BRIEF:
All of the records must be restated exactly, with every line complete.

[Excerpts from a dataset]
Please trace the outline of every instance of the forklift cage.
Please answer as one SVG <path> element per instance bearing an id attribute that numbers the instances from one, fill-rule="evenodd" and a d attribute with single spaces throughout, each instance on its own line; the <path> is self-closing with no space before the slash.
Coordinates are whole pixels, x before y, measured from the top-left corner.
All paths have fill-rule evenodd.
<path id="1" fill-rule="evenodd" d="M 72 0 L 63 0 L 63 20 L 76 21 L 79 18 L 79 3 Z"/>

OUTPUT:
Please trace the outline of every instance of the forklift cage.
Please answer as one SVG <path> element per instance bearing an id attribute that numbers the instances from one, fill-rule="evenodd" and a d attribute with single spaces throughout, each instance on its own line; the <path> is self-closing with no space before the slash.
Coordinates are whole pixels, x before y, measured from the top-left corner.
All paths have fill-rule evenodd.
<path id="1" fill-rule="evenodd" d="M 72 0 L 63 0 L 63 20 L 76 21 L 79 18 L 79 3 Z"/>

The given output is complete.